__Short task__. In the listing below, turn everything from the line containing "--target water of the lake" down to the line containing "[[[319,212],[319,175],[0,176],[1,212]]]", both included, into a Markdown table. Use the columns Row and Line, and leave out any blank lines.
— START OF Data to process —
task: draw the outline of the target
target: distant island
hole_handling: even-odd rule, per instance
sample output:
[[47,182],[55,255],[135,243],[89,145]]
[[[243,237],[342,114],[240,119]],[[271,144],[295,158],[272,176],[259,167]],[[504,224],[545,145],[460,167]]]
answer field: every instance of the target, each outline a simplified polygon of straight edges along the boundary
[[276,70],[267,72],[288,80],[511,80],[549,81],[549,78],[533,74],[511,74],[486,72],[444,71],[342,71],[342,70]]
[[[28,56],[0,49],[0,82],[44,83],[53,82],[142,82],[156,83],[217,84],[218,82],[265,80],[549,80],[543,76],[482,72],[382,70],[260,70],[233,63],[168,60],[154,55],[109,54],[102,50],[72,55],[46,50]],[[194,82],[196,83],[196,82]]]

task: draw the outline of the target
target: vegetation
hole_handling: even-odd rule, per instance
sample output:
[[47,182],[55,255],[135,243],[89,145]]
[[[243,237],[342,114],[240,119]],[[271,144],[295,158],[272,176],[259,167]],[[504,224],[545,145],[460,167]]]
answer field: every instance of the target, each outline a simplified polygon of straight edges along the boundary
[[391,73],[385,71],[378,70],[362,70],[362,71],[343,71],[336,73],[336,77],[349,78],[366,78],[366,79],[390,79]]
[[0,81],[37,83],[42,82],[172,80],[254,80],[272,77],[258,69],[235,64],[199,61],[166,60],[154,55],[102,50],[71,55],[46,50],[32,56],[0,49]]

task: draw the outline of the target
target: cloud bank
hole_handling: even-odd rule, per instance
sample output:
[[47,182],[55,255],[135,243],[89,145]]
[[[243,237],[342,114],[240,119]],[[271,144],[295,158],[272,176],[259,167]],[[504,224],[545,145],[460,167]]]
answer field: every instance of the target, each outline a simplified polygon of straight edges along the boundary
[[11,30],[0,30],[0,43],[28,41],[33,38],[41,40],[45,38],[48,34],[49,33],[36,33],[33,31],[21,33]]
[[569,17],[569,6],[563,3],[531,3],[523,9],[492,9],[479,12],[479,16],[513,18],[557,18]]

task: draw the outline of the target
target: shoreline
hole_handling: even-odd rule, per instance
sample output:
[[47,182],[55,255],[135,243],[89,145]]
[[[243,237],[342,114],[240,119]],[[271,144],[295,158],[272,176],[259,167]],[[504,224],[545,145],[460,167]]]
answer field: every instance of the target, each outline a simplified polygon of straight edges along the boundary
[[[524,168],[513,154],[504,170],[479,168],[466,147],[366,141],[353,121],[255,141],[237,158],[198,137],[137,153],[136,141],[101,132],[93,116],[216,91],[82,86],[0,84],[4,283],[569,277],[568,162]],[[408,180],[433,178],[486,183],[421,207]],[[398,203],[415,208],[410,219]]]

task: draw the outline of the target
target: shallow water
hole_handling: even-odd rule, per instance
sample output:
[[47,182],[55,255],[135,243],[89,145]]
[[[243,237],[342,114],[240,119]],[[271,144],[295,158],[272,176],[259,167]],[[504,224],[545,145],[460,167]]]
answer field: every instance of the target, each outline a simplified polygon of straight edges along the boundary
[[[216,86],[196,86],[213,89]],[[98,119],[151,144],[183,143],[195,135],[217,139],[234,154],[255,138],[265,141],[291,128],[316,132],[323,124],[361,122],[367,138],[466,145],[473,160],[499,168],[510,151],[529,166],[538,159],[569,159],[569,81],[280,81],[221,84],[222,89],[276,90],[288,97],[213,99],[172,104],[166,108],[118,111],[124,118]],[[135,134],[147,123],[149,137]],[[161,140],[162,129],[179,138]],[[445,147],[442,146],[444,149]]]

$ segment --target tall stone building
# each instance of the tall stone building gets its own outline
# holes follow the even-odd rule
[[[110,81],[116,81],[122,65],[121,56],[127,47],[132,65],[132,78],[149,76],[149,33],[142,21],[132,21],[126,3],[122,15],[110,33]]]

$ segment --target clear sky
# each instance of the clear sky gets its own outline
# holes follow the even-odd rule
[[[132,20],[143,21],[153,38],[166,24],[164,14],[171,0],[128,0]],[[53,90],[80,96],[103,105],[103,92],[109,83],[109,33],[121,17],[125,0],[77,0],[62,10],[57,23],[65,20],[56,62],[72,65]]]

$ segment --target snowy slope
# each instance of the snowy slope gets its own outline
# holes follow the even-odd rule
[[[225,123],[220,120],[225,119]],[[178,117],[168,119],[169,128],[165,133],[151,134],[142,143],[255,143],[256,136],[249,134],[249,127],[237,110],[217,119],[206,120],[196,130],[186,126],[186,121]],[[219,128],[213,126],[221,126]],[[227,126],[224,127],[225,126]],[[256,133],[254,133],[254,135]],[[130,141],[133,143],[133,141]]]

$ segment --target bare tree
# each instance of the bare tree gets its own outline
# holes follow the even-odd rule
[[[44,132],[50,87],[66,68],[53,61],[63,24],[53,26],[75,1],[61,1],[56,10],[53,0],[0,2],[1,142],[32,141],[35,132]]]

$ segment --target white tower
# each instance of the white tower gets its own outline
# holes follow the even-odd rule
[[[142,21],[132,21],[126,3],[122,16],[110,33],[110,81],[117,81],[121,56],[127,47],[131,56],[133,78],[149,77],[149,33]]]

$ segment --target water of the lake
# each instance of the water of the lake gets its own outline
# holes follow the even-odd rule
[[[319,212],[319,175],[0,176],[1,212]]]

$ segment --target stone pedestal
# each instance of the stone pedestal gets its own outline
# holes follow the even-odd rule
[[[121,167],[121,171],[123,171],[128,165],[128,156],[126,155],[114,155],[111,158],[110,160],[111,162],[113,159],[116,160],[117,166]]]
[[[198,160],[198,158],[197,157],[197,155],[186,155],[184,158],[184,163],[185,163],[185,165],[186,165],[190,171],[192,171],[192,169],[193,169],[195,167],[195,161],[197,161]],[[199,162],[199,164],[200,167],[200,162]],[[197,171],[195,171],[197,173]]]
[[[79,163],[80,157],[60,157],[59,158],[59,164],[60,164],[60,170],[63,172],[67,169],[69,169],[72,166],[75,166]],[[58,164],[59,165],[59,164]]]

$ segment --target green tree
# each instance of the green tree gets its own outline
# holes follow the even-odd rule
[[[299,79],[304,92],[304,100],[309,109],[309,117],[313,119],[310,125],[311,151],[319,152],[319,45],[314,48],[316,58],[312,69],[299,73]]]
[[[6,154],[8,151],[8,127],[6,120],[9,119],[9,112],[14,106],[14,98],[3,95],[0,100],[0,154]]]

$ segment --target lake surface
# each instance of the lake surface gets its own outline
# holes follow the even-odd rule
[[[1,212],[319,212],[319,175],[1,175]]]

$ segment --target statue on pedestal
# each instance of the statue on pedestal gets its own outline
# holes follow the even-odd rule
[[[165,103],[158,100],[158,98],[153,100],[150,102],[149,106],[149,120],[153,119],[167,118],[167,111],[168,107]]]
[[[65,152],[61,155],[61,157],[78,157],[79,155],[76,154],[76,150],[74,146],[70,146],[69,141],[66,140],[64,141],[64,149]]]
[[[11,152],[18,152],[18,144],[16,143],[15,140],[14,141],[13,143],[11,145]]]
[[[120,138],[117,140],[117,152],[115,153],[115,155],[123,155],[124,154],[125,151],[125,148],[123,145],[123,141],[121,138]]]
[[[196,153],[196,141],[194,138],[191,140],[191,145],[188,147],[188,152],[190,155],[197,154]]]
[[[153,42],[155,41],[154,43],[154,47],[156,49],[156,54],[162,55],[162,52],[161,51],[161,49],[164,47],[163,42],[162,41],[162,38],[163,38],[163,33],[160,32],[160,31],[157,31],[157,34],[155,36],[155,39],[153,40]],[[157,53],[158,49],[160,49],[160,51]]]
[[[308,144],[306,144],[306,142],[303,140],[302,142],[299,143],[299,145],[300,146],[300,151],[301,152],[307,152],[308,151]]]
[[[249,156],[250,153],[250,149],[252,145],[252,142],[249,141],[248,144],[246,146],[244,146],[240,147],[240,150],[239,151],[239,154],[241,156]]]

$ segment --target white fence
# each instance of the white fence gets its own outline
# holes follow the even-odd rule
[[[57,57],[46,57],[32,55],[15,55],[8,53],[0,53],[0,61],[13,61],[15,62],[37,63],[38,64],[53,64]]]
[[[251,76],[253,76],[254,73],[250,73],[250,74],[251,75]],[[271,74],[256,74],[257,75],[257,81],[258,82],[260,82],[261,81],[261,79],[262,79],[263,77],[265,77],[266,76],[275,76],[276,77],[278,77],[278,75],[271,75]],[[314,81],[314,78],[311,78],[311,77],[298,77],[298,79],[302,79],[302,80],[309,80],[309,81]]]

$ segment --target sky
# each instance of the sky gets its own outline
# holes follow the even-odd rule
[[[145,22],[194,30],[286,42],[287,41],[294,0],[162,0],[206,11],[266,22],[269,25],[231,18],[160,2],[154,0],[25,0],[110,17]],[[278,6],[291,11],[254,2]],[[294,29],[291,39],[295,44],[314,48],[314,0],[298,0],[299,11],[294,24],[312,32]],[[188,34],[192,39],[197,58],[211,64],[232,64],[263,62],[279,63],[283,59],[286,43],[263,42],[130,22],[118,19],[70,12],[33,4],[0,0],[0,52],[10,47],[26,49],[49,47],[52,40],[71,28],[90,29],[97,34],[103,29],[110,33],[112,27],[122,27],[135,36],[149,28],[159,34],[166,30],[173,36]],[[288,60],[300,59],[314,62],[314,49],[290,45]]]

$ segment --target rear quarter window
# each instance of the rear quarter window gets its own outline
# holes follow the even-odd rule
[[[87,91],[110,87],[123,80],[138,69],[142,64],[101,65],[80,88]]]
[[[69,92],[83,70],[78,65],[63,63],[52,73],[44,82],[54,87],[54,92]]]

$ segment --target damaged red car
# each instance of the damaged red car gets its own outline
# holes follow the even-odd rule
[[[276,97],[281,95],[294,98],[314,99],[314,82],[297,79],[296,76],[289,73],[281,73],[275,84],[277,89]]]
— END OF Data to process —
__Answer in full__.
| Row | Line |
|---|---|
| 1 | $ segment --target water of the lake |
| 2 | # each instance of the water of the lake gets its own outline |
| 3 | # holes follow the even-odd rule |
| 4 | [[[319,212],[319,175],[0,176],[1,212]]] |